#### TASK DIRECTIONS:
Reproduce the listing from the line containing "target: woman's neck" through the end of the listing, requests included. Shift each x and y coordinate in the answer polygons by adding 122 to it.

[START GIVEN RECORDS]

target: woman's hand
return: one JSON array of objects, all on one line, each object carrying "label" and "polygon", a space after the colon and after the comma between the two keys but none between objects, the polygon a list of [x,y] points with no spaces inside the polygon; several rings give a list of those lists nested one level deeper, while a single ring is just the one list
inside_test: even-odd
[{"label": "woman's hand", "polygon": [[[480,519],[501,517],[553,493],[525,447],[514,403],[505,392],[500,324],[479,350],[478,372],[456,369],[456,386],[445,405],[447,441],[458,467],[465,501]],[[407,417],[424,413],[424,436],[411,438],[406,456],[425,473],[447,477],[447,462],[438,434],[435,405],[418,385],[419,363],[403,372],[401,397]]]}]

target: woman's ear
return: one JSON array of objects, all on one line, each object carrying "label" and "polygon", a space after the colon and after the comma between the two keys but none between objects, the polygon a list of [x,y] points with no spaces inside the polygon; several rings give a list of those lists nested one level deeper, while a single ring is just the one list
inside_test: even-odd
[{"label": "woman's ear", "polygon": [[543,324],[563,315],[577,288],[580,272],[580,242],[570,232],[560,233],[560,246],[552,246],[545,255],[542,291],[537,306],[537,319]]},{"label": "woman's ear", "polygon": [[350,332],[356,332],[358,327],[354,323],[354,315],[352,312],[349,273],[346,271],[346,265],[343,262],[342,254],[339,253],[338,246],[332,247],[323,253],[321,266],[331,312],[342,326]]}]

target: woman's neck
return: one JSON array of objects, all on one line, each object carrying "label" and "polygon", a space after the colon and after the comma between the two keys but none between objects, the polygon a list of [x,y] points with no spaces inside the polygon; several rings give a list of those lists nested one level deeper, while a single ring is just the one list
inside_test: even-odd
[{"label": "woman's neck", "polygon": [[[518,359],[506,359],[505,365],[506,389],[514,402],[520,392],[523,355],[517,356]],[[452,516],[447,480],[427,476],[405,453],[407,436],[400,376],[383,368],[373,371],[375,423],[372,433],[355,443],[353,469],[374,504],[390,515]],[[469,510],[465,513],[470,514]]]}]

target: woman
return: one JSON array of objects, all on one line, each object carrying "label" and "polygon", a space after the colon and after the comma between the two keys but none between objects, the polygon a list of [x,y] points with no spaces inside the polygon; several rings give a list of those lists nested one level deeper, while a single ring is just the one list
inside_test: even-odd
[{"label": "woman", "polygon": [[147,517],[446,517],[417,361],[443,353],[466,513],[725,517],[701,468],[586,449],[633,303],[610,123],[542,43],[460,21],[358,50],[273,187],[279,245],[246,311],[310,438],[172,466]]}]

[END GIVEN RECORDS]

#### CORRECT RESPONSE:
target: woman's neck
return: one JSON array of objects, all on one line, each object carrying "label" and "polygon", a space after the colon and after the comma between the two keys but none between objects, the polygon a list of [x,y] points with no spaces inside the polygon; several rings give a list of those lists nested one level deeper, while a single ring is just the one list
inside_test: even-odd
[{"label": "woman's neck", "polygon": [[[640,481],[628,481],[627,487],[628,511],[636,524],[642,514],[645,477],[639,478]],[[574,638],[569,602],[549,598],[527,575],[529,558],[522,498],[505,490],[495,493],[497,545],[494,555],[477,565],[475,591],[496,626],[512,637]],[[591,632],[587,635],[592,636]]]}]

target: woman
return: one JSON array of objects, all on one line, each object carrying "label" and "polygon", a space after the colon and after the comma between the two keys but none between objects, the polygon a list of [x,y] points with no spaces inside the polygon; several rings give a list of those lists nested one level deeper, while a single ring is just the one list
inside_test: even-odd
[{"label": "woman", "polygon": [[269,639],[568,639],[539,483],[565,475],[588,635],[847,639],[823,590],[708,571],[755,425],[732,245],[664,165],[582,143],[480,172],[395,309],[401,367],[368,433],[432,560],[294,588]]}]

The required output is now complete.